France | France, Cour administrative d'appel de Paris, 5ème chambre, 17 mars 2023, 22PA02326


Vu la procédure suivante :

Procédure contentieuse antérieure :

M. E... C... a demandé au tribunal administratif de Paris d'annuler l'arrêté du 23 février 2022 par lequel le préfet de police l'a obligé à quitter le territoire français, lui a refusé l'octroi d'un délai de départ volontaire et a fixé le pays à destination duquel il pourra être éloigné, ainsi que l'arrêté du même jour par lequel le préfet de police a prononcé à son encontre une interdiction de retour sur le territoire français d'une durée de 24 mois et l'a signalé aux fins de non-admission

dans l'espace Schengen.

Par un jugement n° 2204565 du 22 avril 2022, la magistrate dé...

Vu la procédure suivante :

Procédure contentieuse antérieure :

M. E... C... a demandé au tribunal administratif de Paris d'annuler l'arrêté du 23 février 2022 par lequel le préfet de police l'a obligé à quitter le territoire français, lui a refusé l'octroi d'un délai de départ volontaire et a fixé le pays à destination duquel il pourra être éloigné, ainsi que l'arrêté du même jour par lequel le préfet de police a prononcé à son encontre une interdiction de retour sur le territoire français d'une durée de 24 mois et l'a signalé aux fins de non-admission dans l'espace Schengen.

Par un jugement n° 2204565 du 22 avril 2022, la magistrate désignée par le président du tribunal administratif de Paris a rejeté cette demande.

Procédure devant la Cour :

Par une requête enregistrée le 20 mai 2022, M. C..., représenté par Me Bernaille, demande à la Cour :

1°) d'annuler le jugement n° 2204565 du 22 avril 2022 de la magistrate désignée par le président du tribunal administratif de Paris ;

2°) d'annuler les arrêtés du 23 février 2022 du préfet de police ;

3°) d'enjoindre au préfet de police de lui restituer son passeport, sa carte d'identité serbe et son permis de conduire, dans le délai de cinq jours à compter de la notification de l'arrêt à intervenir, sous astreinte de 50 euros par jour de retard ;

4°) de mettre à la charge de l'Etat le versement de la somme de 2 500 euros sur le fondement des dispositions de l'article L. 761-1 du code de justice administrative.

Il soutient que :

En ce qui concerne la décision portant obligation de quitter le territoire français sans délai :

- elle a été signée par une autorité incompétente ;

- elle lui a été irrégulièrement notifiée, en méconnaissance des stipulations de l'article 6 de la convention européenne de sauvegarde des droits de l'homme et des libertés fondamentales et de l'article 63-1 du code de procédure pénale ;

- elle est entachée d'erreur manifeste d'appréciation en ce qui concerne le placement en rétention.

#### [LISTE DES TÂCHES]
(1) D'après l'extrait, quelle est la durée de l'interdiction de retour sur le territoire français prononcée contre M. C... ?
(2) Dans l'extrait, réécrivez plus brièvement le paragraphe qui commence par « 3°) d'enjoindre au préfet de police », en conservant ses faits principaux, s'il vous plaît.
(3) Poursuivez l'extrait de l'arrêt de la cour à la suite de sa dernière phrase.

#### [LIGNES DE DONNÉES]
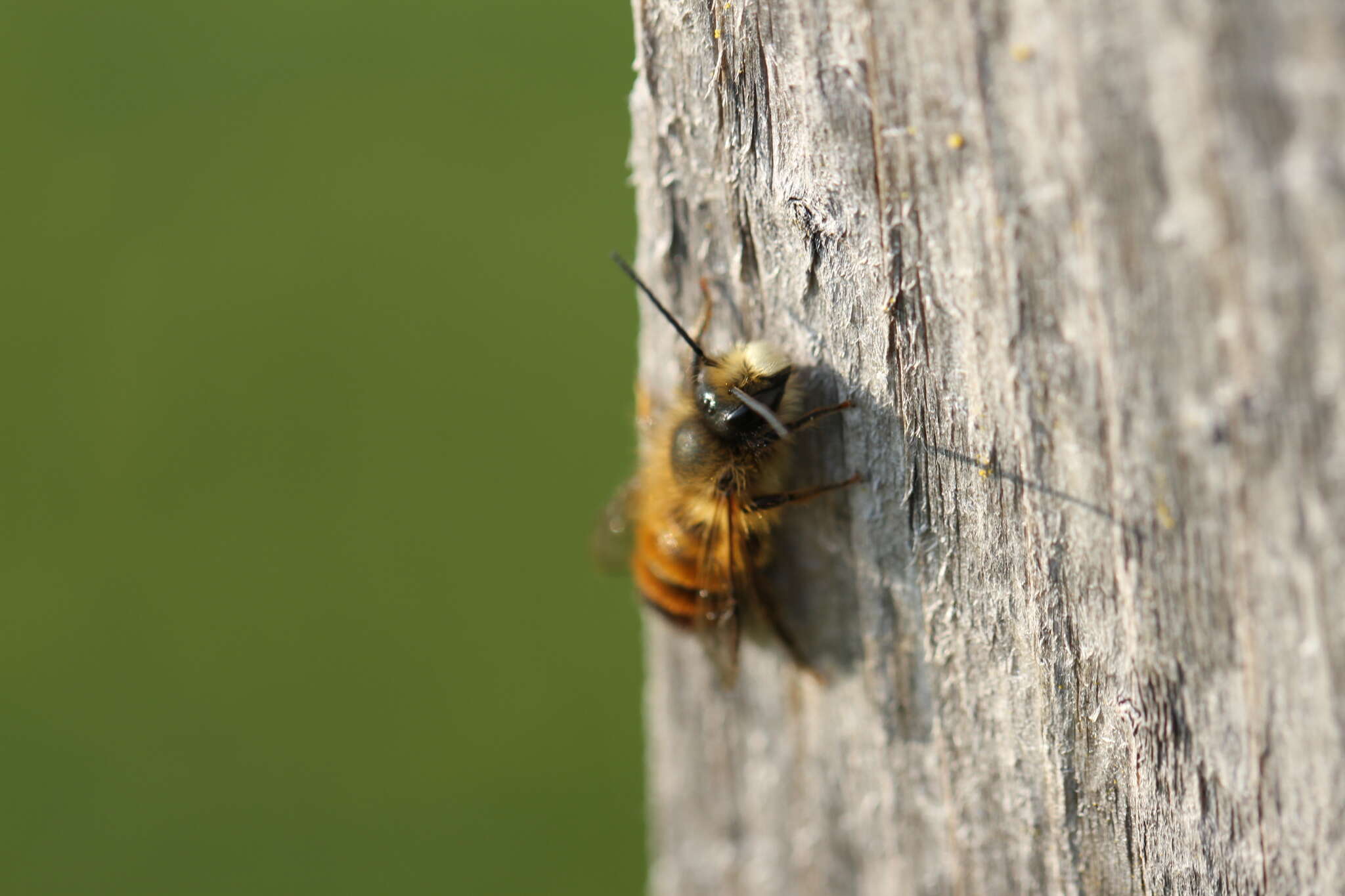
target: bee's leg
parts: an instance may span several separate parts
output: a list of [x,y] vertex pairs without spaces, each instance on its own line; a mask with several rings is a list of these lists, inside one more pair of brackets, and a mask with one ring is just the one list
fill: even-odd
[[839,411],[843,411],[847,407],[854,407],[854,406],[850,402],[841,402],[839,404],[829,404],[827,407],[816,407],[816,408],[808,411],[807,414],[804,414],[803,416],[800,416],[799,419],[794,420],[792,423],[785,423],[784,426],[791,433],[798,433],[803,427],[811,426],[811,424],[816,423],[823,416],[830,416],[831,414],[837,414]]
[[845,482],[827,482],[826,485],[815,485],[811,489],[799,489],[798,492],[779,492],[777,494],[759,494],[751,498],[742,505],[744,510],[769,510],[771,508],[777,508],[781,504],[795,504],[796,501],[807,501],[808,498],[815,498],[826,492],[833,492],[835,489],[843,489],[847,485],[854,485],[859,481],[859,474],[855,473]]
[[[854,404],[851,404],[850,402],[841,402],[839,404],[829,404],[827,407],[815,407],[803,416],[800,416],[799,419],[785,423],[784,429],[790,430],[790,433],[798,433],[799,430],[812,426],[823,416],[838,414],[839,411],[843,411],[847,407],[854,407]],[[761,438],[764,445],[771,445],[773,442],[780,441],[780,435],[775,430],[771,430]]]
[[756,583],[753,606],[761,611],[763,617],[765,617],[765,621],[771,625],[771,630],[775,631],[775,637],[780,639],[780,643],[784,645],[790,658],[794,660],[794,665],[816,678],[818,684],[827,684],[826,676],[818,672],[816,666],[808,662],[808,658],[804,656],[798,639],[795,639],[794,633],[790,631],[790,627],[784,625],[784,619],[780,618],[780,609],[775,606],[775,598],[767,592],[765,586],[761,582]]
[[695,326],[695,341],[705,340],[705,330],[710,326],[710,312],[714,309],[714,301],[710,298],[710,281],[705,277],[701,278],[701,322]]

#### [RÉPONSES PAR TÂCHE]
(1) 24 mois.

(2) Il demande que le préfet de police lui rende son passeport, sa carte d'identité serbe et son permis de conduire dans les cinq jours suivant la notification de l'arrêt, sous astreinte de 50 euros par jour de retard.

(3)
En ce qui concerne la décision refusant de lui accorder un délai de départ volontaire :

- elle méconnaît les dispositions du II de l'article L. 511-1 du code de l'entrée et du séjour des étrangers et du droit d'asile.

En ce qui concerne la décision portant interdiction de retour sur le territoire français :

- elle a été signée par une autorité incompétente ;

- elle lui a été irrégulièrement notifiée, en méconnaissance des stipulations de l'article 6 de la convention européenne de sauvegarde des droits de l'homme et des libertés fondamentales et de l'article 63-1 du code de procédure pénale ;

- elle est insuffisamment motivée et n'a pas été précédée d'un examen de sa situation personnelle ;

- elle méconnaît les dispositions du III de l'article L. 511-1 du code de l'entrée et du séjour des étrangers et du droit d'asile.

Par un mémoire en défense enregistré le 2 novembre 2022, le préfet de police conclut au rejet de la requête.

Il soutient qu'aucun des moyens soulevés par M. C... n'est fondé.

Vu les autres pièces du dossier.

Vu :

- la convention européenne de sauvegarde des droits de l'homme et des libertés fondamentales ;

- la convention d'application de l'accord de Schengen, signée le 19 juin 1990 ;

- le règlement (CE) n° 562/2006 du Parlement européen et du Conseil du 15 mars 2006 ;

- le règlement (UE) n° 610/2013 du Parlement européen et du Conseil du 26 juin 2013 ;

- le règlement (UE) n° 2016/399 du Parlement européen et du Conseil du 9 mars 2016 ;

- le code de l'entrée et du séjour des étrangers et du droit d'asile ;

- le code de procédure pénale ;

- le code de justice administrative.

La présidente de la formation de jugement a dispensé la rapporteure publique, sur sa proposition, de prononcer des conclusions à l'audience.

Les parties ont été régulièrement averties du jour de l'audience.

Ont été entendus au cours de l'audience publique :

- le rapport de Mme D... ;

- et les observations de Me Bernaille, pour M. C....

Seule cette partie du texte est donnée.